■ **EXCERPT TO READ**:
= = =
I especially think that the way you finished the ends makes your scarf truly unique!


----------



## mikebkk (Oct 6, 2012)

KroSha said:


> Desr mikebkk,
> 
> I especially think that the way you finished the ends makes your scarf truly unique!


Thanks


----------



## Sockmouth (Sep 26, 2012)

This is beautiful. Love the ends as well as your choice of yarn.


----------



## amudaus (Nov 8, 2011)

Hello Micheal!Yet another beautiful design and work.Love the different ends.First of all i was not to sure of the colour but i can see it works very well. :-D :thumbup:


----------



## Rainebo (Apr 22, 2012)

I so love all the places you find your inspiration! :thumbup:


----------



## laurelarts (Jul 31, 2011)

That is beautiful! Love the colors.


----------



## Hazel Blumberg - McKee (Sep 9, 2011)

Lovely!

Hazel


----------



## tat'sgran (Dec 13, 2011)
= = =
■ **RECORD SET**:

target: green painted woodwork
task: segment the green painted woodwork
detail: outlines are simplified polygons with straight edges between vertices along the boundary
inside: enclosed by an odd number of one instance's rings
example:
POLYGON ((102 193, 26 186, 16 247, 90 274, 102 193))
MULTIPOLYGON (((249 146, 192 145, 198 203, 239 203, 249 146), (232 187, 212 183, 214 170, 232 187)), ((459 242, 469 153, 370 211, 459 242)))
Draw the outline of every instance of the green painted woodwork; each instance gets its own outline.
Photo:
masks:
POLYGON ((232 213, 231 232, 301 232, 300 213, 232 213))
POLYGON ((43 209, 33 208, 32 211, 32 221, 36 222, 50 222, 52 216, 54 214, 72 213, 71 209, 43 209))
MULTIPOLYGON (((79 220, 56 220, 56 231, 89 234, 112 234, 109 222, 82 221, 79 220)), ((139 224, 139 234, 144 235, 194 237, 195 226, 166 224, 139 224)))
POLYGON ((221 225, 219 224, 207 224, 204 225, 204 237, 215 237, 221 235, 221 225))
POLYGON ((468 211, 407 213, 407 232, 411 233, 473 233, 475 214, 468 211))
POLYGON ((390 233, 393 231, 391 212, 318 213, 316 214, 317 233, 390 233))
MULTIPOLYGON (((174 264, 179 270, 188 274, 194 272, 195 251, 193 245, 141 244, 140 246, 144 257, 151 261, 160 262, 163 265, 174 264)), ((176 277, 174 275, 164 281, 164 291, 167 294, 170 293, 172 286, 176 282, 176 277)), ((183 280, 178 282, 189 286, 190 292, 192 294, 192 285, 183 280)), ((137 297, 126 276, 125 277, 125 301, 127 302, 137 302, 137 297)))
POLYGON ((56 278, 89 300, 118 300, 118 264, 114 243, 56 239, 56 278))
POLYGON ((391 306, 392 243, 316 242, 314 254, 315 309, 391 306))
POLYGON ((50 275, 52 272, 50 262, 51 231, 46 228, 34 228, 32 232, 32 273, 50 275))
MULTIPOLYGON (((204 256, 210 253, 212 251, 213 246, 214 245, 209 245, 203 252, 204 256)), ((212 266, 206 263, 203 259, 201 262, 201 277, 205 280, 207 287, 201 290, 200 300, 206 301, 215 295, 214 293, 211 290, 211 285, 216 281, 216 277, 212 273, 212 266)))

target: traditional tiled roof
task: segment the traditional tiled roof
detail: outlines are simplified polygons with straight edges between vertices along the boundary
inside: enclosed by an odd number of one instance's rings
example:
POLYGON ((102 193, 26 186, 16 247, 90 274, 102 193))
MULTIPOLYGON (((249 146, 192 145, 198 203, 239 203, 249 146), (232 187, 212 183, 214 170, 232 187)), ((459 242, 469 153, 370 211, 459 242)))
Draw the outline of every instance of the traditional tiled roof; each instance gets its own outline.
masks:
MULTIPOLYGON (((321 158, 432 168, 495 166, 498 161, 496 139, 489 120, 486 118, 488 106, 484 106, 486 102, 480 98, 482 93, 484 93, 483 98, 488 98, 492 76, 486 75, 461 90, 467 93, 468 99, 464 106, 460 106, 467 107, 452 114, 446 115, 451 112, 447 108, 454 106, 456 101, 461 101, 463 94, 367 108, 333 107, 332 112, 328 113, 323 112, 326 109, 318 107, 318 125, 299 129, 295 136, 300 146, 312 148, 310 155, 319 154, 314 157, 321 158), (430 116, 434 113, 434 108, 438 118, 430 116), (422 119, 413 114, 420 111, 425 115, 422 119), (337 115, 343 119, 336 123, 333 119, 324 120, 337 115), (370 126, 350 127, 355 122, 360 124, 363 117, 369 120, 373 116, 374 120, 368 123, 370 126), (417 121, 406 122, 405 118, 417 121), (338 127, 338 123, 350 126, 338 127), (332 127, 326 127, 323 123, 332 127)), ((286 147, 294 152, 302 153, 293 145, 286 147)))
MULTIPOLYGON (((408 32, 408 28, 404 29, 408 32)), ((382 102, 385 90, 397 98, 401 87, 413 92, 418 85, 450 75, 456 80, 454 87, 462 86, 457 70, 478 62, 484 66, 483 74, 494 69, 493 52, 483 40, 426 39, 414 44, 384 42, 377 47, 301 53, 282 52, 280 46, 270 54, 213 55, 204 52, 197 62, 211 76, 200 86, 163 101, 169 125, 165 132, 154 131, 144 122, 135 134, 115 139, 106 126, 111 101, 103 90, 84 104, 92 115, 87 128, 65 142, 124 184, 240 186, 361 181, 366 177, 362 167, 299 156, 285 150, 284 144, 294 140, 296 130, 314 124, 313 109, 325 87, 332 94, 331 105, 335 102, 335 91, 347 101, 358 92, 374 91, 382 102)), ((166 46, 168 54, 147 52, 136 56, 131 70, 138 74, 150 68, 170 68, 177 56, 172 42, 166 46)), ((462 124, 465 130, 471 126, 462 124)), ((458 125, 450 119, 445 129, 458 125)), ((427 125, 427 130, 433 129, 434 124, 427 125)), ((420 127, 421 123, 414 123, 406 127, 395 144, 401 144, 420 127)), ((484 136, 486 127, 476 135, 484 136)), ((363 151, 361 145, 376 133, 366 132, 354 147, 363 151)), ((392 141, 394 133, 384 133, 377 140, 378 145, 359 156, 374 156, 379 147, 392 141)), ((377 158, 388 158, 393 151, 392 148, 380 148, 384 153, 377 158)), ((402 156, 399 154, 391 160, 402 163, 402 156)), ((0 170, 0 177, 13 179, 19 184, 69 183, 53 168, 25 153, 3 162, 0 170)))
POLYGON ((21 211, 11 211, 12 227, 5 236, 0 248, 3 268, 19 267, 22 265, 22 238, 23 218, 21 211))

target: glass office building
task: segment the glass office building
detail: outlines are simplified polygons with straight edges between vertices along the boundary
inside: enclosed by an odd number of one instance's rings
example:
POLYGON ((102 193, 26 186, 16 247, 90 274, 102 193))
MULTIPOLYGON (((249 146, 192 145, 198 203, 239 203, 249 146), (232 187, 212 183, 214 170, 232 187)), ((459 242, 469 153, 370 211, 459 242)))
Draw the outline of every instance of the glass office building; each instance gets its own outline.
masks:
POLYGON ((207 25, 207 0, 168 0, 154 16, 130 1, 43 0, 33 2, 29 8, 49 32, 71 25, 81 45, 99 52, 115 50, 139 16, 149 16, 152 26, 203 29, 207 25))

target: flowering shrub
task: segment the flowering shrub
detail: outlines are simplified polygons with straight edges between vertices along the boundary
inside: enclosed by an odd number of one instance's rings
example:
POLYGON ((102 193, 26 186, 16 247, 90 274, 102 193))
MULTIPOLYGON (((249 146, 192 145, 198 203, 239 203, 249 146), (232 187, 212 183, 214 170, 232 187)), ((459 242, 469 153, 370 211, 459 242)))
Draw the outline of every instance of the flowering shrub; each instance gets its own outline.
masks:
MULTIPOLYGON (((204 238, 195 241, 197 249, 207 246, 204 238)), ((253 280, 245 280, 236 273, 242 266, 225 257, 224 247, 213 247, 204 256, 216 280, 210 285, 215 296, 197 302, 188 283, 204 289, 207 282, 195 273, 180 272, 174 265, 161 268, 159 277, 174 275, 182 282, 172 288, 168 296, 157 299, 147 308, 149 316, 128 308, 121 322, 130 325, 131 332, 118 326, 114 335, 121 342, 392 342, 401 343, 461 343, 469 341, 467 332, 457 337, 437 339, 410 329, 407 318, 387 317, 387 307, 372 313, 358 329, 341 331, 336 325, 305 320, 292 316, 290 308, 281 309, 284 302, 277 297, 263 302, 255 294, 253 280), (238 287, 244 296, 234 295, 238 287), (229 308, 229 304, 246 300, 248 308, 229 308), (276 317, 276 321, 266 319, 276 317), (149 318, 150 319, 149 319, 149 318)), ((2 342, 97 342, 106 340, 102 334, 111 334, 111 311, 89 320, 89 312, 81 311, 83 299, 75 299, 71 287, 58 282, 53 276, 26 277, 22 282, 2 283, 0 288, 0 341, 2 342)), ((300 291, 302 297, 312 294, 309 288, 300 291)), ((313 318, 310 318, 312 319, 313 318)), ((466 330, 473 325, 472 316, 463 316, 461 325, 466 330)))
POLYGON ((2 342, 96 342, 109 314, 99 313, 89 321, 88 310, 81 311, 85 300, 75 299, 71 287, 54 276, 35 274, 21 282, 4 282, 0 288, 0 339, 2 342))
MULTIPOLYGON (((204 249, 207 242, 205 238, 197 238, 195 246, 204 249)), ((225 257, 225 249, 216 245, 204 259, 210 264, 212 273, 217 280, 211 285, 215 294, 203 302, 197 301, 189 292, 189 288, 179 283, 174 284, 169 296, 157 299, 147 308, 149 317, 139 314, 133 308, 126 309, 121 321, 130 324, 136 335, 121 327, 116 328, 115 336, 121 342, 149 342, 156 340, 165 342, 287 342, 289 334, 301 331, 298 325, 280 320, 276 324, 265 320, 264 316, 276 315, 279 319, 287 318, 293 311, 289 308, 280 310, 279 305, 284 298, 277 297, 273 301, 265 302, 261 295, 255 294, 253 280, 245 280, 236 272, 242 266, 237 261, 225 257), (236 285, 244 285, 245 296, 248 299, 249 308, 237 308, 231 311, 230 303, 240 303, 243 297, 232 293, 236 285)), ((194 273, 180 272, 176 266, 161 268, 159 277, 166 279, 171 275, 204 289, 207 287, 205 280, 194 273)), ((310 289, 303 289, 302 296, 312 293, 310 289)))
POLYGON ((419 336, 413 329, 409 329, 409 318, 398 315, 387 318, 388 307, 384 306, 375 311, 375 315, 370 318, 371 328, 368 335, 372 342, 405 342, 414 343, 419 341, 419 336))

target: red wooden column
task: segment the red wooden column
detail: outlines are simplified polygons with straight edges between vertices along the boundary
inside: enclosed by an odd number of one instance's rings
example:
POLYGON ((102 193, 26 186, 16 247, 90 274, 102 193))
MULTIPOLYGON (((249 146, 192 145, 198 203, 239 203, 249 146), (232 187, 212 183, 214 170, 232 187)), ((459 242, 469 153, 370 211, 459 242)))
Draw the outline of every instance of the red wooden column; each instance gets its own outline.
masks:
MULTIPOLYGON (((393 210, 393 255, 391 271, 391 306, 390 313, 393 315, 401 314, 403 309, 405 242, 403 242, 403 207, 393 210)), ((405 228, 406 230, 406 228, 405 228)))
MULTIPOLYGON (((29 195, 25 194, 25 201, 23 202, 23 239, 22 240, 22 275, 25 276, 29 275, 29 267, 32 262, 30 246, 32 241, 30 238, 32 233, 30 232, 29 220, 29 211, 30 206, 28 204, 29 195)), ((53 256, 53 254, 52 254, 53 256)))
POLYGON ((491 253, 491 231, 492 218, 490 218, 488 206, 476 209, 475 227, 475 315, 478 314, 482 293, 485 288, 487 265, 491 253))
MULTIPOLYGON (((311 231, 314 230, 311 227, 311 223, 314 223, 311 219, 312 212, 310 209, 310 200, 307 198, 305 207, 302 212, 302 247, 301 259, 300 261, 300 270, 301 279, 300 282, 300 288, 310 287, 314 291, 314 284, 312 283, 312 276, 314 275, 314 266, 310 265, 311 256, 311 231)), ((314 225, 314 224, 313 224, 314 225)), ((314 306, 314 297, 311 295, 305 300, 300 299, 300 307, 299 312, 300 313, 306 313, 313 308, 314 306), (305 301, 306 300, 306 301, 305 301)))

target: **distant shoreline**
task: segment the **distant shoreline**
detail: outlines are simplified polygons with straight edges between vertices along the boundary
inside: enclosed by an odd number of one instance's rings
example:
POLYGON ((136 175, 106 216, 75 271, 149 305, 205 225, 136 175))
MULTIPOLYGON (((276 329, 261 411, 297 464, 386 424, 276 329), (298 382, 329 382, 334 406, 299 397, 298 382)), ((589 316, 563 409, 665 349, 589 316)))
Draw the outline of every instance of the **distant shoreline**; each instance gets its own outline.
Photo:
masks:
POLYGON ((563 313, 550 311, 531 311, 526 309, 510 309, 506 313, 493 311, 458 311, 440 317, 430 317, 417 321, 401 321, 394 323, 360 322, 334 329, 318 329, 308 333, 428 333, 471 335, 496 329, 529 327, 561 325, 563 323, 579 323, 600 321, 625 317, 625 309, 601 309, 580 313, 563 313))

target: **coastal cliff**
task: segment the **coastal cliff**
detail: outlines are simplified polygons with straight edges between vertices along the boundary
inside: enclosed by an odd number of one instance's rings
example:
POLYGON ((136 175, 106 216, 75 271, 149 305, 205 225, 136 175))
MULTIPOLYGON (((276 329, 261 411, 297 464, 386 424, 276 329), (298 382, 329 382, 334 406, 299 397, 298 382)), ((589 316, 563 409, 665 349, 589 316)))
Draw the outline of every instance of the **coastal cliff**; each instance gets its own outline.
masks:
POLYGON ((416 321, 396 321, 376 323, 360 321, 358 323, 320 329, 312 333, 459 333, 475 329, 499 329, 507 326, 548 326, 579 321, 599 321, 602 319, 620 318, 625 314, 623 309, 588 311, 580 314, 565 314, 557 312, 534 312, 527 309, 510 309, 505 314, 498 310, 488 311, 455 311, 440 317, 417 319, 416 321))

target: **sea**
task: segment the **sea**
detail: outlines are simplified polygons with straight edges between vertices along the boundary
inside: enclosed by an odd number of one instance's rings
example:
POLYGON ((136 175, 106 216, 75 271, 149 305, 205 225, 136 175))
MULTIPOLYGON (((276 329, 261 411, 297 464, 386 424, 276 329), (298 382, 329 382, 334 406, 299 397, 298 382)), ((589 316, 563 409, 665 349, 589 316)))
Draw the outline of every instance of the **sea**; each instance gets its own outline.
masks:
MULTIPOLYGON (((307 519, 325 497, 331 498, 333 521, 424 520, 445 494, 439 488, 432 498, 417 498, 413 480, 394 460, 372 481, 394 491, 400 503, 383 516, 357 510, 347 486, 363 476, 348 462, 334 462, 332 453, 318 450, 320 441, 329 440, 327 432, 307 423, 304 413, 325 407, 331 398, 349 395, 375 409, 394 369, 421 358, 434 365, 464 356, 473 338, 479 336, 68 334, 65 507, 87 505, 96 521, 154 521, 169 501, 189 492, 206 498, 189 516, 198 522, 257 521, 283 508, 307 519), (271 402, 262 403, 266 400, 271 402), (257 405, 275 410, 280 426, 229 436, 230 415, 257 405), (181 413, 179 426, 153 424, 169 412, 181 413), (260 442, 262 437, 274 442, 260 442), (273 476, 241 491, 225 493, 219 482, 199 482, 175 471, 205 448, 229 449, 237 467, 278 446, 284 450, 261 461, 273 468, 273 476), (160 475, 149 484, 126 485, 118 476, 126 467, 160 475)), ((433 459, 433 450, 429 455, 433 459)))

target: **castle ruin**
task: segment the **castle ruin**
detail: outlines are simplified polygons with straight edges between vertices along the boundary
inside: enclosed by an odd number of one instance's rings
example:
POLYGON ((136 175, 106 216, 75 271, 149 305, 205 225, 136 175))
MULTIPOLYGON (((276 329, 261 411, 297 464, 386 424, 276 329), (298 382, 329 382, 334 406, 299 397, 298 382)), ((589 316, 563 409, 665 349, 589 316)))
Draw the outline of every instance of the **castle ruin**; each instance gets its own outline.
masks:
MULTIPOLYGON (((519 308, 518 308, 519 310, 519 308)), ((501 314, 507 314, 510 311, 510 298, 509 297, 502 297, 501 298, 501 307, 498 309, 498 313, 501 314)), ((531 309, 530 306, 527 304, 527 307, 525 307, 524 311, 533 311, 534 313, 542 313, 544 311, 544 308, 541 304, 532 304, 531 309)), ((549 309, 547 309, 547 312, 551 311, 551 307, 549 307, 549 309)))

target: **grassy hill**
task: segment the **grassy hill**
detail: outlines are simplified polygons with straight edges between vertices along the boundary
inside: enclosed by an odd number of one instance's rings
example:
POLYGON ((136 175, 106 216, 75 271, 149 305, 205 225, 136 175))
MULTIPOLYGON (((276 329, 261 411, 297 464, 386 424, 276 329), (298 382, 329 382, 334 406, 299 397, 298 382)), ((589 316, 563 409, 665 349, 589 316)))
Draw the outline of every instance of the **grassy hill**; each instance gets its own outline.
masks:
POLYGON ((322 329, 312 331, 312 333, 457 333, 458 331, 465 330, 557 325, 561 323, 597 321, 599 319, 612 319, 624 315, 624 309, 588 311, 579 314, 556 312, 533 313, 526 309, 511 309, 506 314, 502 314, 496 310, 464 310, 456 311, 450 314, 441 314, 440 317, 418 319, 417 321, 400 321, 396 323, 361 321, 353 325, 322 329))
= = =
■ **SET PROBLEM**:
Reproduce the forum thread about the scarf, shown above, in its entirety and without any alteration.

■ **EXERCISE RESULT**:
I especially think that the way you finished the ends makes your scarf truly unique!


----------



## mikebkk (Oct 6, 2012)

KroSha said:


> Desr mikebkk,
> 
> I especially think that the way you finished the ends makes your scarf truly unique!


Thanks


----------



## Sockmouth (Sep 26, 2012)

This is beautiful. Love the ends as well as your choice of yarn.


----------



## amudaus (Nov 8, 2011)

Hello Micheal!Yet another beautiful design and work.Love the different ends.First of all i was not to sure of the colour but i can see it works very well. :-D :thumbup:


----------



## Rainebo (Apr 22, 2012)

I so love all the places you find your inspiration! :thumbup:


----------



## laurelarts (Jul 31, 2011)

That is beautiful! Love the colors.


----------



## Hazel Blumberg - McKee (Sep 9, 2011)

Lovely!

Hazel


----------



## tat'sgran (Dec 13, 2011)